#### [Extracted records]
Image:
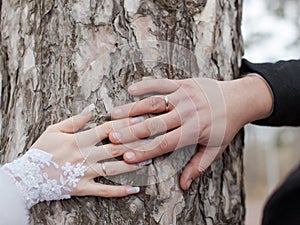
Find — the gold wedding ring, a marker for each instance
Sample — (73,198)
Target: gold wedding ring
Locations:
(166,102)
(103,169)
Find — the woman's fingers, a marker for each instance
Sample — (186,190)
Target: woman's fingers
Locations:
(199,163)
(147,128)
(74,123)
(93,136)
(99,153)
(153,104)
(153,85)
(103,169)
(107,191)
(156,147)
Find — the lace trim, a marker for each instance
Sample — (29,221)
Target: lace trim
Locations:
(40,179)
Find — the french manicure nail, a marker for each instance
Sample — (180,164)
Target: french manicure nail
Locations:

#### [WHAT THIS TASK INVOLVES]
Scan the records above for the word "fingers". Show each line in which it appears.

#### [RESULT BELOW]
Find — the woman's fingers, a marker for each instance
Target: woman's fingers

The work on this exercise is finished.